* [REQUIREMENTS]:
Edit the data below so that each occurrence of "Annotation task" becomes "Labeling task" and nothing else changes. Leave out the pictures in your answer.

* [STORED DATA]:
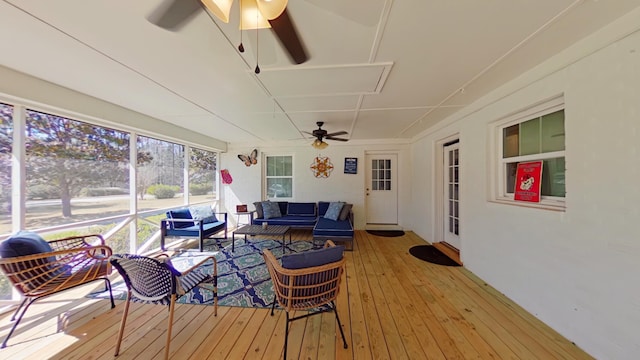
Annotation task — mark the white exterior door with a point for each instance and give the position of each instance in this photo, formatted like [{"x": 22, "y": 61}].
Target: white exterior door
[
  {"x": 452, "y": 195},
  {"x": 381, "y": 189}
]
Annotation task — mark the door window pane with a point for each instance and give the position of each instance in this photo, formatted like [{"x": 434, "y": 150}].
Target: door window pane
[
  {"x": 553, "y": 132},
  {"x": 279, "y": 179}
]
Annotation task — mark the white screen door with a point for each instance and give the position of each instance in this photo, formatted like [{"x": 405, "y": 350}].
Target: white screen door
[
  {"x": 452, "y": 195},
  {"x": 381, "y": 190}
]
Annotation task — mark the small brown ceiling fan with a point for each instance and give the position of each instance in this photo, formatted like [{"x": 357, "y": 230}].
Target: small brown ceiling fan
[
  {"x": 320, "y": 134},
  {"x": 173, "y": 14}
]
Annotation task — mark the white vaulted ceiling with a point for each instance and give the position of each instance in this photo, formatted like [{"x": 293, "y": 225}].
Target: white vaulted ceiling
[{"x": 380, "y": 69}]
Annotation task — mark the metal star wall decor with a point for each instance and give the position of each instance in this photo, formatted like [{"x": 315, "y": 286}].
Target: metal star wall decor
[{"x": 321, "y": 167}]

* [EXERCISE SOLUTION]:
Labeling task — mark the white exterior door with a point for each instance and give the position of each instance in this photo, formatted like [{"x": 22, "y": 61}].
Target: white exterior door
[
  {"x": 452, "y": 195},
  {"x": 381, "y": 189}
]
Labeling task — mark the door window pane with a point for each instance and give the position of each instance in this photo, formatted like [{"x": 434, "y": 150}].
Target: door window pane
[
  {"x": 553, "y": 132},
  {"x": 279, "y": 179}
]
Labeling task — mark the white screen door with a point for each instance and give the position of each instance in this photo, formatted like [{"x": 405, "y": 350}].
Target: white screen door
[
  {"x": 452, "y": 195},
  {"x": 381, "y": 190}
]
Labeling task — mark the small brown ceiling fan with a point for each instance and give the position of each instance in this photo, formatted like [{"x": 357, "y": 230}].
Target: small brown ceiling fan
[
  {"x": 320, "y": 134},
  {"x": 173, "y": 14}
]
Labeling task — mark the white vaulted ceiling with a point for each instance and give the position of each instance in this photo, formatted like [{"x": 293, "y": 225}].
Target: white vaulted ceiling
[{"x": 380, "y": 69}]
Labeling task — mark the metal star wall decor with a point for each instance and give the position of each instance in this photo, formatted like [{"x": 315, "y": 286}].
Target: metal star wall decor
[{"x": 321, "y": 167}]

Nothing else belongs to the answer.